The problem of dark matter and dark energy is still an unsolved problem of physics, which could possibly be solved by introducing scalar fields like the dilaton and the axion. An interesting spacetime containing these fields is the rotating dyonic black hole with four electromagnetic charges of the $U{\left(1\right)}^2$ gauged supergravity found by Chow and Compère [63]. The exact solutions of the equations of motion in the rotating dyonic black hole spacetime were found in [64]. The metric is given by

$$\mathrm{d}{s}^2=-\frac{R_g}{B-aA}{\left(\mathrm{d}t-\frac{A}{\mathsf{\Xi }}\mathrm{d}\varphi \right)}^2+\frac{B-aA}{R_g}\mathrm{d}{r}^2+\frac{{\mathsf{\Theta }}_g{a}^2{sin}^2\vartheta }{B-aA}{\left(\mathrm{d}t-\frac{B}{a\mathsf{\Xi }}\mathrm{d}\varphi \right)}^2+\frac{B-aA}{{\mathsf{\Theta }}_g}\mathrm{d}{\vartheta }^2,$$

(47)

with

$$\begin{array}{cc}\hfill R_g& =r^2-2Mr+a^2+e^2-N_g^2+g^2[r^4+(a^2+6N_g^2-2v^2)r^2+3N_g^2(a^2-N_g^2)]\hfill \\ \hfill {\mathsf{\Theta }}_g& =1-a^2{g}^2{cos}^2\vartheta -4a^2{N}_{g}cos\vartheta \hfill \\ \hfill A& =a{sin}^2\vartheta +4N_g{sin}^2\frac{\vartheta }{2}\hfill \\ \hfill B& =r^2+{(N_g+a)}^2-v^2\hfill \\ \hfill \mathsf{\Xi }& =1-4N_{g}a{g}^2-a^2{g}^2.\hfill \end{array}$$

(48)

Given problem 1:
Reproduce the entries from the line with "Locate the handbag" to the line with "[(34, 266)]", including both of those lines.

Dataset records:
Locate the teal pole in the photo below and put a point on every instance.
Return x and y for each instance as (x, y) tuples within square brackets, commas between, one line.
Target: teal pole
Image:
* * *
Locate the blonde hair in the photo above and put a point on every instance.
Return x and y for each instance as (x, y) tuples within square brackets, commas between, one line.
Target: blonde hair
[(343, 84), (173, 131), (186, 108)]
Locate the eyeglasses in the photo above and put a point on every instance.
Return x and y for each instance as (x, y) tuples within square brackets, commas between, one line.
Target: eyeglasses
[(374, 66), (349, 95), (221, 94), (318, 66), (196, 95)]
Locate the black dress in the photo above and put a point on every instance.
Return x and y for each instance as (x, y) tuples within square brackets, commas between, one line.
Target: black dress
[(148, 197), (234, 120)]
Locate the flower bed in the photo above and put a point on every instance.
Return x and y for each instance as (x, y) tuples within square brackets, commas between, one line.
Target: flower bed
---
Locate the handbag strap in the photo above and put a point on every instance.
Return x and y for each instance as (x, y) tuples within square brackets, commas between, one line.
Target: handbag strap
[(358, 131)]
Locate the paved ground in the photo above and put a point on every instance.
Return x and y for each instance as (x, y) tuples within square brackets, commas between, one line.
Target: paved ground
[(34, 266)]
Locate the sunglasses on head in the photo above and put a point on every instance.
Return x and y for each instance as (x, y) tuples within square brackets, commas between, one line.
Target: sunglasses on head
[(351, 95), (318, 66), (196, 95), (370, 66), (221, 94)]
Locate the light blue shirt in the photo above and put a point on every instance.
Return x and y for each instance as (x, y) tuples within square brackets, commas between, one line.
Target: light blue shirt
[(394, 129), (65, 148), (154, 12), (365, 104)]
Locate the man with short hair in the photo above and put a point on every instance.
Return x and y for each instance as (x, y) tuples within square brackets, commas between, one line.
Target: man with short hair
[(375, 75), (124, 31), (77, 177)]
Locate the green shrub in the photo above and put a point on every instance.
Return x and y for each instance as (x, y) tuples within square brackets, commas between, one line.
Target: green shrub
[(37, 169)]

Given problem 2:
Using the passage on the rotating dyonic black hole, decide whether each statement agrees with it, answering yes or no and quoting the words that decide it. (a) The rotating dyonic black hole has four electromagnetic charges. (b) The problem of dark matter and dark energy has been solved. (c) The dilaton and the axion are named as scalar fields.

Reply 1:
Locate the handbag strap in the photo above and put a point on every instance.
Return x and y for each instance as (x, y) tuples within square brackets, commas between, one line.
Target: handbag strap
[(358, 131)]
Locate the paved ground in the photo above and put a point on every instance.
Return x and y for each instance as (x, y) tuples within square brackets, commas between, one line.
Target: paved ground
[(34, 266)]

Reply 2:
(a) Yes: "with four electromagnetic charges"
(b) No: "is still an unsolved problem of physics"
(c) Yes: "scalar fields like the dilaton and the axion"